Harvard PhD Candidate Says ‘Academic Creators’ Will Redefine Higher Education And The Creator Economy

by Gee NY

Harvard PhD candidate and rising digital creator Shae O. Omonijo believes the ground beneath higher education and the broader economy is shifting.

She says the next wave of power players won’t come from Silicon Valley boardrooms or elite academic departments, but from the creators’ corner of the internet.

In a video posted to her Instagram account, @iamshaeo, Omonijo laid out a clear prediction: as the creator economy booms and the traditional university model strains under the weight of unsustainable student debt, “academic creators” will emerge as a new class of public intellectuals—and potentially the new face of education itself.

“All the smart people to the front,” she begins, before outlining what she calls a major economic inflection point. “The creator economy is exploding and is only projected to keep growing in the next couple of years. At the same time, higher education is at a large impasse. Students are being saddled with literally hundreds of thousands of dollars… it’s just an unsustainable system.”

Omonijo, who also runs a free YouTube series called Critical Thinking in the Age of AI, says the crisis is creating a pathway for experts, researchers, and PhDs to bypass institutional constraints and take their knowledge directly to audiences hungry for substance.

“In the age of anti-intellectualism, people are really hungry for knowledge and expertise and wisdom,” she says. “And I believe academic creators and expert creators are poised to capture the market moving forward.”

Her own meteoric rise reinforces the point. She says she jumped from 700 followers to over 100,000 in about four to five months, simply by “yapping on here”—a self-effacing way of describing the short-form educational content she posts on social media. Her other platforms, she adds, are growing just as quickly.

A Changing Economy Meets a Crumbling System

Omonijo’s comments come at a moment when the contradictions of higher education are becoming impossible to ignore. Universities continue to raise costs even as wages stagnate, tenure-track jobs dwindle, and adjuncts—often PhD holders—teach for poverty-level pay.

Exercise instructions.
Could you carry the article about academic creators further, picking up after its final sentence? The data that follows comes from a separate source.

Region pointing data:
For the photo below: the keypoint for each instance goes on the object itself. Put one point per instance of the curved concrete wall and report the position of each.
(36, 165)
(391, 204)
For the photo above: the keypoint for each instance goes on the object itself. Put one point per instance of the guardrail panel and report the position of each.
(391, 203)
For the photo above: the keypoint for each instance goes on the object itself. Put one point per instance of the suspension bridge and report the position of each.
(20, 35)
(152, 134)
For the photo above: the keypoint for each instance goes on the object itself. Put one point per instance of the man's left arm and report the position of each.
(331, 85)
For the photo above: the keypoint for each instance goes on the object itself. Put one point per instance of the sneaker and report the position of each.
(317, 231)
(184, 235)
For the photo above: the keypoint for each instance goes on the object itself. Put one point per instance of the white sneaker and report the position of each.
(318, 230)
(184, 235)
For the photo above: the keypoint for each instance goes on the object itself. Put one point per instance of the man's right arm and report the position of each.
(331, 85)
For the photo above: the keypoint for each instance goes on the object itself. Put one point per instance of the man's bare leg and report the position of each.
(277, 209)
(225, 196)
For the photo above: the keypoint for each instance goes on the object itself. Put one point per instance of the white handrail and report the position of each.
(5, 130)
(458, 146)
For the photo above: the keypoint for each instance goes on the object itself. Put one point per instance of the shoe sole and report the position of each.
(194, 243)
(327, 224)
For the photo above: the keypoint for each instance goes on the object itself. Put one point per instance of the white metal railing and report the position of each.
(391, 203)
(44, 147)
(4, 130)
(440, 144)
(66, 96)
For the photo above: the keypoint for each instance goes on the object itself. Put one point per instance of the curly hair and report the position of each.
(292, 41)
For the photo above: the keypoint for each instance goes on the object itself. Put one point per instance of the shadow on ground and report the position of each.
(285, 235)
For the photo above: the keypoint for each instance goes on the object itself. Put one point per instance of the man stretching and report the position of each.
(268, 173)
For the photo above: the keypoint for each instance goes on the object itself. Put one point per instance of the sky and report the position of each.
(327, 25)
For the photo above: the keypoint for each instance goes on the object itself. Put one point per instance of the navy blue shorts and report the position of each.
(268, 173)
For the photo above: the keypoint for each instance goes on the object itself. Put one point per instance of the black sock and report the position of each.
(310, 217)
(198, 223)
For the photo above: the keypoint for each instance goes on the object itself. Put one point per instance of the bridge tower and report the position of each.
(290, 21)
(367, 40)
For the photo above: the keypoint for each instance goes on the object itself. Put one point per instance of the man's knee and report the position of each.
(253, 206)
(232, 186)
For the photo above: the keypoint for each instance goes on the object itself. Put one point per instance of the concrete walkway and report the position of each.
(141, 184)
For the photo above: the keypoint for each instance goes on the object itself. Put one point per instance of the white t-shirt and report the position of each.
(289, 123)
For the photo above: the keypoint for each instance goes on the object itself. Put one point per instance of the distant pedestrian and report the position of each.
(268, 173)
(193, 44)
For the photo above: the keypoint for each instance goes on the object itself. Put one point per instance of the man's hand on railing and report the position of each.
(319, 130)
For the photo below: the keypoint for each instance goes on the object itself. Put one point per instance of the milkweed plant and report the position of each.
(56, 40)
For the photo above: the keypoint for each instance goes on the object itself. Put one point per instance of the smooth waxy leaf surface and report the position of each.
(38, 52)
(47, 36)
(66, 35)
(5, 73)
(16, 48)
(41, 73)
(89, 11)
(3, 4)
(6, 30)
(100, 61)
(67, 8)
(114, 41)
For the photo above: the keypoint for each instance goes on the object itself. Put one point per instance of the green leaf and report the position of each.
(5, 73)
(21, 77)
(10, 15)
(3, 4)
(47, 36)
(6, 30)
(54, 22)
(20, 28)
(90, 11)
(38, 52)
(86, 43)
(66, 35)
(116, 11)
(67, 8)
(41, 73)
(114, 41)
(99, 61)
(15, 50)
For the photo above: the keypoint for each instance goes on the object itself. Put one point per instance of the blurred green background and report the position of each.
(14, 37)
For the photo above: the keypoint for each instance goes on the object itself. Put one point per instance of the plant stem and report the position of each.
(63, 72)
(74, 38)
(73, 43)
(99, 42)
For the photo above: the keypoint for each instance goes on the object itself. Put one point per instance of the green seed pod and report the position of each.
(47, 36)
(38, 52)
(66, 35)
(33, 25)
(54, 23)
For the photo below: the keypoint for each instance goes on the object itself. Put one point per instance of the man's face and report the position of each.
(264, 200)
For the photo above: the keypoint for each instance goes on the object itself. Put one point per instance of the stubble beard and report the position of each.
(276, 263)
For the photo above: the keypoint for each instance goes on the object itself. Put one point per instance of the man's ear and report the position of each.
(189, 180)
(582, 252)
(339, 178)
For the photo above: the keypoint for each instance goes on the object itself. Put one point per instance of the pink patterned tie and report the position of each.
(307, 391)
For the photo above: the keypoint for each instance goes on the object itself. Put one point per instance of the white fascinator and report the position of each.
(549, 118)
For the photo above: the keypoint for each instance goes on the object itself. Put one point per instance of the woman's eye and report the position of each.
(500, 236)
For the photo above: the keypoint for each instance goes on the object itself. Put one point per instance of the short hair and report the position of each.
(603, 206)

Answer to this task.
“Being an academic is not easy these days. You’re overworked and underpaid,” she notes, echoing the frustrations of academics nationwide who are navigating shrinking job prospects and the pressure to publish while taking on heavier teaching loads.

Against this backdrop, the creator economy offers something academia increasingly cannot: autonomy, visibility, financial upside, and a direct relationship with learners.

For many scholars, the shift isn’t about chasing virality—it’s about survival.

Will Academic Creators Become the New Educators?

The rise of experts on TikTok, Instagram, YouTube, and Patreon suggests that audiences are not only open to being educated through social media—they’re actively seeking it out. From medical doctors debunking misinformation to economists breaking down fiscal policy in 60 seconds, “microlearning” is fast becoming a staple of modern digital life.

Omonijo argues that this trend doesn’t cheapen education—it democratizes it.

“There are so many PhD candidates and PhDs like myself who are turning to social media as a distribution channel for education and spreading amazing ideas,” she says.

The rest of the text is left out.